YOUR GOAL -> Leave out the images and set down the records below exactly.

+-------+

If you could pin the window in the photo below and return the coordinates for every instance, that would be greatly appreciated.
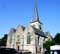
(10, 39)
(28, 38)
(18, 38)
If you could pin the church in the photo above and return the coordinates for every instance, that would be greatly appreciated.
(29, 38)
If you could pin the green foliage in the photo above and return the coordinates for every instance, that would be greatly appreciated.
(57, 38)
(55, 41)
(3, 40)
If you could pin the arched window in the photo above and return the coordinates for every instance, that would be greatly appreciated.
(18, 38)
(28, 38)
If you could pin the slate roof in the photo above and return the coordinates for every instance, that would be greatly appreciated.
(40, 33)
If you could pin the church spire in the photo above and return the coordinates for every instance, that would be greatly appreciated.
(36, 17)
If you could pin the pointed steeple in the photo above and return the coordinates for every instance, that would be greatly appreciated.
(36, 17)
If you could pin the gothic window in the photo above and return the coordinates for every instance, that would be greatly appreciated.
(10, 39)
(28, 38)
(18, 38)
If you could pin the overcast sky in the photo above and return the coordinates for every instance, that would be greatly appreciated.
(15, 12)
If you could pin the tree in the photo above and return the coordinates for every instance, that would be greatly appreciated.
(48, 44)
(57, 38)
(3, 40)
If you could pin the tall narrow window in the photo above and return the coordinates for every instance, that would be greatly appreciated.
(18, 38)
(28, 38)
(10, 39)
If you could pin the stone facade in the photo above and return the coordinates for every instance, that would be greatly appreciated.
(29, 38)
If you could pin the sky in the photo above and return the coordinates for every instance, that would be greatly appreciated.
(15, 12)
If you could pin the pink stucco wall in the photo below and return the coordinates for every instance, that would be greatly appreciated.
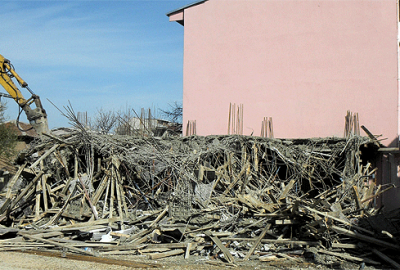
(304, 63)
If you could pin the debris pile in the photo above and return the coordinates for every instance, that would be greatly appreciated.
(230, 198)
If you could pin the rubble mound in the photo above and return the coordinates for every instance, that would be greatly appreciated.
(232, 198)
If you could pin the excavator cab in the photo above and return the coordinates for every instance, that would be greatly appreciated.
(37, 117)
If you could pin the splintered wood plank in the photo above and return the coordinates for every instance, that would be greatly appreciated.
(78, 257)
(166, 254)
(224, 250)
(257, 242)
(48, 152)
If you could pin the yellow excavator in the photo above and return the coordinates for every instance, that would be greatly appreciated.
(37, 117)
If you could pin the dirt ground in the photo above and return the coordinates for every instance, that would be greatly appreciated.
(23, 261)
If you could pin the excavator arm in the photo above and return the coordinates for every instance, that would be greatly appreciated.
(37, 117)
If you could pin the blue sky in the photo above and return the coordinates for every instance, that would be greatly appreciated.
(95, 54)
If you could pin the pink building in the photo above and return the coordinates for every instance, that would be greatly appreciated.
(304, 63)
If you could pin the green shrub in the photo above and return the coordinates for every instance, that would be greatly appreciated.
(8, 136)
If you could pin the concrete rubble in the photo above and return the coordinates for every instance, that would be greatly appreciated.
(230, 199)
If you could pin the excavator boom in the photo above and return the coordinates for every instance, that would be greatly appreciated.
(37, 117)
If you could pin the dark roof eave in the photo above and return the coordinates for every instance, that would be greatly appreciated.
(185, 7)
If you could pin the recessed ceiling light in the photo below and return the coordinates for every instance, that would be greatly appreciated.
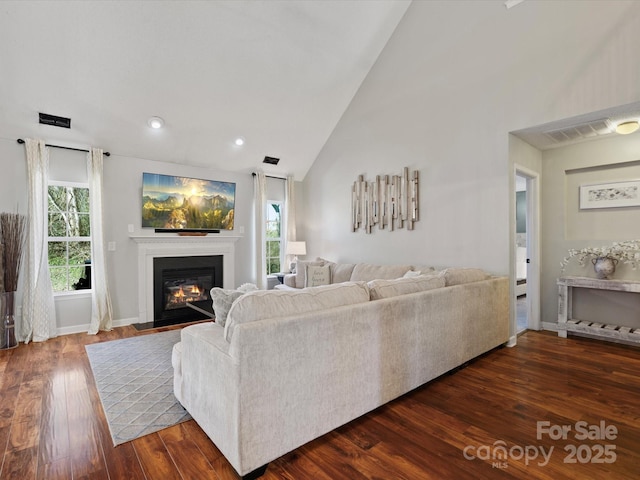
(155, 122)
(625, 128)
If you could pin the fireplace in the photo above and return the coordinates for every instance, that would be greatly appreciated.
(182, 281)
(167, 245)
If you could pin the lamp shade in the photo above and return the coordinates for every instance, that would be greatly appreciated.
(296, 248)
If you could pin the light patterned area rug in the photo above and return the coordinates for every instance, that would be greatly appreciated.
(134, 377)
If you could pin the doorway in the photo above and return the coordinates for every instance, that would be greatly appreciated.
(526, 277)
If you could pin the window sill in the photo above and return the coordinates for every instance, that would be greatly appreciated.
(77, 294)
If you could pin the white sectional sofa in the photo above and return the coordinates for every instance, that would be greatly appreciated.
(292, 365)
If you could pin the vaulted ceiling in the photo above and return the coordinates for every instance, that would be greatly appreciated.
(278, 73)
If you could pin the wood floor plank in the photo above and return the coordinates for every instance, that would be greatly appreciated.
(155, 459)
(188, 458)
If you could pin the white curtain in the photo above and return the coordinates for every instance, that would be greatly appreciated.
(101, 316)
(260, 199)
(38, 308)
(290, 218)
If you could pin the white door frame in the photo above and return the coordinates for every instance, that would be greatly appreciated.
(533, 249)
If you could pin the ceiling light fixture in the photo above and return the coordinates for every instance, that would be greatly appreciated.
(155, 122)
(626, 128)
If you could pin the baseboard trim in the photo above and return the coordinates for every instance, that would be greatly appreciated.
(85, 328)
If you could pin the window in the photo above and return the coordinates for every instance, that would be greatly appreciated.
(69, 237)
(274, 237)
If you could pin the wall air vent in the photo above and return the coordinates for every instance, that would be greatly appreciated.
(271, 160)
(580, 132)
(55, 121)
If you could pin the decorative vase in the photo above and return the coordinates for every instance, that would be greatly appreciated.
(8, 321)
(604, 267)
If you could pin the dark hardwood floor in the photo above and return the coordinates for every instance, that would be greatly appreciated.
(52, 425)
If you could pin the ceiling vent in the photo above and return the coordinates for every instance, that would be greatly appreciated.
(55, 121)
(580, 132)
(271, 160)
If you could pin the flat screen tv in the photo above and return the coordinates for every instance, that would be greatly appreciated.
(180, 203)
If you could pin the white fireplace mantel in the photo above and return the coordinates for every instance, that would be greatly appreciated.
(171, 245)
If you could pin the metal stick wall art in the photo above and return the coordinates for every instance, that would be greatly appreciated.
(390, 201)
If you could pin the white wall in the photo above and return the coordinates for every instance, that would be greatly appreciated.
(451, 83)
(122, 204)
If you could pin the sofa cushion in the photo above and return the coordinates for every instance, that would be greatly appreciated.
(317, 276)
(364, 272)
(340, 272)
(458, 276)
(265, 304)
(423, 269)
(301, 271)
(401, 286)
(222, 300)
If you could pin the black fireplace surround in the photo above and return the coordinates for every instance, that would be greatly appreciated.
(178, 280)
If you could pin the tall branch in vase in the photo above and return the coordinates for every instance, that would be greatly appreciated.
(12, 231)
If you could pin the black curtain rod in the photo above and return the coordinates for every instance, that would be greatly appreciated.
(270, 176)
(106, 154)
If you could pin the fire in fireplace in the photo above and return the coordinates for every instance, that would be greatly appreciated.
(183, 281)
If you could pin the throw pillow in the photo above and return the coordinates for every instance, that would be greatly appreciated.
(222, 300)
(402, 286)
(317, 276)
(412, 274)
(272, 304)
(301, 271)
(459, 276)
(364, 272)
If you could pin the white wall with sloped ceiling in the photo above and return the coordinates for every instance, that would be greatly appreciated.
(453, 81)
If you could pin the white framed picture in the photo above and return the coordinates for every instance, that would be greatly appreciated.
(610, 195)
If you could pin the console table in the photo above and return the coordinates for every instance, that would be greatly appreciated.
(566, 322)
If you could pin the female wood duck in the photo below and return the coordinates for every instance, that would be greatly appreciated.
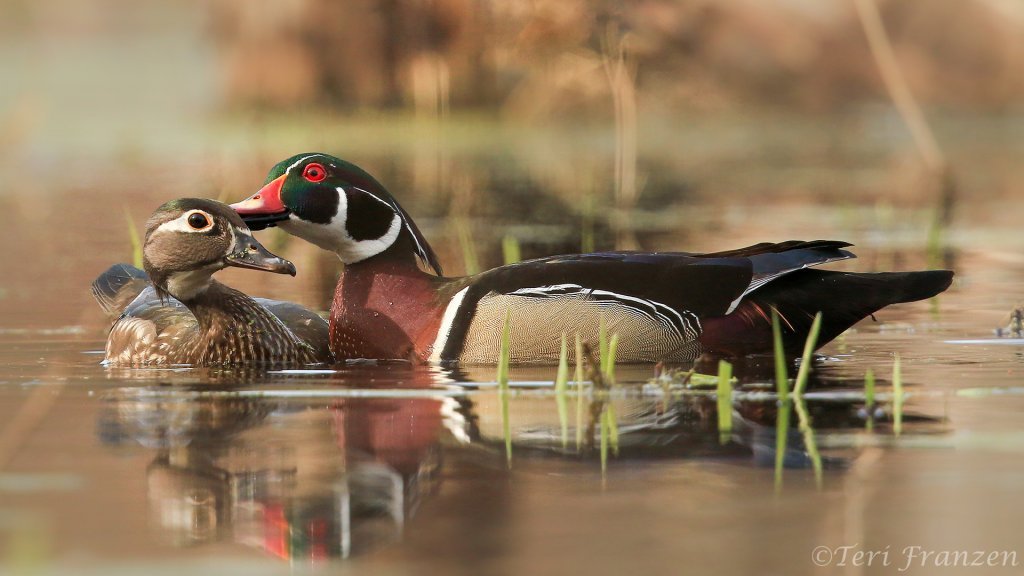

+-------+

WRITTEN ANSWER ->
If you could pin the window in the photo below and return the coordinates for every instance, that would be greatly appreciated.
(10, 39)
(28, 38)
(18, 38)
If you could pin the church in the photo above and return the coordinates for every instance, that would be greatly appreciated.
(29, 38)
If you could pin the green foliage in the photo above and return the coordinates for every instance, that would be greatly appreciated.
(57, 38)
(55, 41)
(3, 40)
If you could pin the arched window in the photo above and return the coordinates for every instance, that would be greatly appreciated.
(18, 38)
(28, 38)
If you could pin the slate roof in the photo above and return the coordinates for every instance, that would be greatly appreciated.
(40, 33)
If you could pin the church spire in the photo above and return the coordinates for every instance, that would be greatly appreciated.
(36, 17)
If you could pin the pointed steeple in the photo above and return the coordinates for every instance, that would be greatly appreciated.
(36, 17)
If you could pin the gothic window in the photo above and return the coordinates for every instance, that would be greatly appreciated.
(10, 39)
(28, 38)
(18, 38)
If you could pin the overcast sky in the photo above and return the coordinates for every instance, that would be greatly appreciated.
(15, 12)
If you could pin the tree in the photo above and return the coordinates for every instance, that would be greatly appreciated.
(48, 44)
(57, 38)
(3, 40)
If you could pin the tall narrow window in the photo above and return the coordinates for every instance, that would be greatly appreciated.
(18, 38)
(28, 38)
(10, 39)
If you could pin the stone facade in the photo above and return the coordinates for every instance, that would be greatly appreciated.
(29, 38)
If you could pin the sky in the photo above and return the coordinates for every instance, that would be greatly appreciated.
(15, 12)
If you could pin the pink stucco wall in the photo below and return the coordinates for every instance, that would be greatly appreciated.
(304, 63)
If you could pin the debris pile in the photo above and return the coordinates for every instance, that would be greatly appreciated.
(230, 198)
If you could pin the rubble mound in the photo above and return the coordinates for every instance, that would be greatly appreciated.
(232, 198)
If you could pin the excavator cab in the photo above and return the coordinates for every instance, that would be greatly appreciated.
(37, 117)
If you could pin the splintered wood plank in the photo above and return the coordinates for every instance, that would be greatly appreciated.
(78, 257)
(166, 254)
(224, 250)
(257, 242)
(48, 152)
If you could pin the yellow excavator in the photo above and return the coordinates for every instance, that would be greatly appreciated.
(37, 117)
If you could pin the dirt ground in the photo above and return the coordinates for every instance, that would be greatly appreciated.
(23, 261)
If you could pin the excavator arm in the photo above and return the coordinates for every instance, that would be greatly appreciated.
(37, 117)
If you could pin the blue sky in the photo above and return the coordinates for every instance, that would be greatly appreciated.
(95, 54)
If you could pin the pink building in the photo above and return the coordinates for every instance, that would be greatly appreciated.
(304, 63)
If you could pin the green shrub in the photo above and return the coordinates for every instance, that would be greatly appreciated.
(8, 136)
If you could pin the concrete rubble in the photo above and return the coordinates for every instance, that would be greatly appreciated.
(230, 199)
If you could pin the excavator boom in the photo above and return the coordinates for every instance, that would be greatly appreciated.
(37, 117)
If you could pin the dark roof eave in the photo above and return the coordinates for every instance, that would be greatly appreciated.
(185, 7)
If you could pin the recessed ceiling light in the photo below and return the coordinates for every instance, that would be greatly appreciated.
(155, 122)
(625, 128)
If you could pin the fireplace in the photo above and return the coordinates for every instance, that would be greatly appreciated.
(182, 281)
(167, 245)
If you could pin the lamp shade in the photo above and return the coordinates for every instance, that would be greatly appreciated.
(296, 248)
If you could pin the light patterned area rug in the photo above and return the coordinates for every instance, that would be greatly appreciated.
(134, 377)
If you could pin the doorway in the photo above and return the coordinates for every instance, that would be greatly appreciated.
(526, 277)
If you could pin the window sill in the photo above and return the coordinates for every instance, that would be greatly appreciated.
(77, 294)
If you could pin the white sectional sofa in the photo above and return the coordinates for every instance, that would be greatly appreciated.
(292, 365)
If you could pin the vaulted ceiling in the photo above and return the coordinates for every instance, that would be greatly appreciated.
(278, 73)
If you could pin the wood floor plank in the photo above and return the coordinates for every instance, that would be greatly appreciated.
(155, 459)
(188, 458)
If you could pin the white curtain in the photo above and return the coordinates for every instance, that would be greatly appreciated.
(101, 316)
(260, 199)
(38, 308)
(290, 218)
If you could pin the white door frame in the photo above and return the coordinates for every instance, that would be greatly appreciated.
(533, 249)
If you could pin the ceiling light fixture in the photo above and return the coordinates for every instance, that would be greatly appreciated.
(155, 122)
(626, 128)
If you could pin the baseboard trim in the photo above and return the coordinates for every instance, that would be greatly appreciated.
(85, 328)
If you could pin the window in the photo above and return the coordinates for every instance, that would be greatly appreciated.
(69, 237)
(274, 237)
If you could pin the wall air vent in the photo above and return the coordinates for every instance, that would be greatly appreciated.
(271, 160)
(580, 132)
(55, 121)
If you could pin the decorative vase in the photo above and return the coordinates for every instance, that would be greatly appreciated.
(8, 321)
(604, 267)
If you could pin the dark hardwood floor in the photo above and return the coordinates for every instance, that would be greatly appreciated.
(52, 425)
If you could pin the ceiling vent in the photo above and return the coordinates for every instance, that would be greatly appreciated.
(55, 121)
(580, 132)
(271, 160)
If you could pin the flat screen tv in the photo above and return the coordinates for every instance, that would be greatly appreciated.
(180, 203)
If you could pin the white fireplace mantel in the photo above and return the coordinates for every instance, that would be greatly appreciated.
(171, 245)
If you could pin the metal stick wall art in the photo above and return the coordinates for every instance, that would be greatly appreciated.
(390, 201)
If you could pin the white wall in the photo above and return the coordinates for every instance, that would be greatly appreciated.
(451, 83)
(122, 204)
If you could pin the sofa cushion in the photo above and return the coordinates for every instance, that would be greatly appreciated.
(317, 276)
(364, 272)
(340, 272)
(458, 276)
(265, 304)
(423, 269)
(301, 271)
(401, 286)
(222, 300)
If you could pin the black fireplace surround in the photo above and return the coordinates for every instance, that would be greatly appreciated.
(178, 280)
If you could pin the tall branch in vase in the photo above and return the coordinates for every instance, that would be greatly appreciated.
(12, 231)
If you could pin the black curtain rod in the photo above and return the coordinates for every instance, that would be greatly appreciated.
(270, 176)
(106, 154)
If you could pin the fire in fireplace in the photo above and return the coordinates for every instance, that would be greatly appreciated.
(183, 281)
If you could pin the throw pillow in the photo above and return the coordinates for every instance, that would be greatly appreciated.
(222, 300)
(402, 286)
(317, 276)
(412, 274)
(272, 304)
(301, 271)
(459, 276)
(364, 272)
If you could pin the white wall with sloped ceiling in the photo above and return the coordinates for every instance, that would be greatly appreciated.
(453, 81)
If you could pin the white framed picture in the photo above and return the coordinates for every instance, that would be greatly appreciated.
(610, 195)
If you could pin the console table in the photo above and return the coordinates for every instance, that would be greatly appreciated.
(566, 322)
If you could pin the female wood duck in the photo below and return the coordinates for every instance, that would be greatly appreciated.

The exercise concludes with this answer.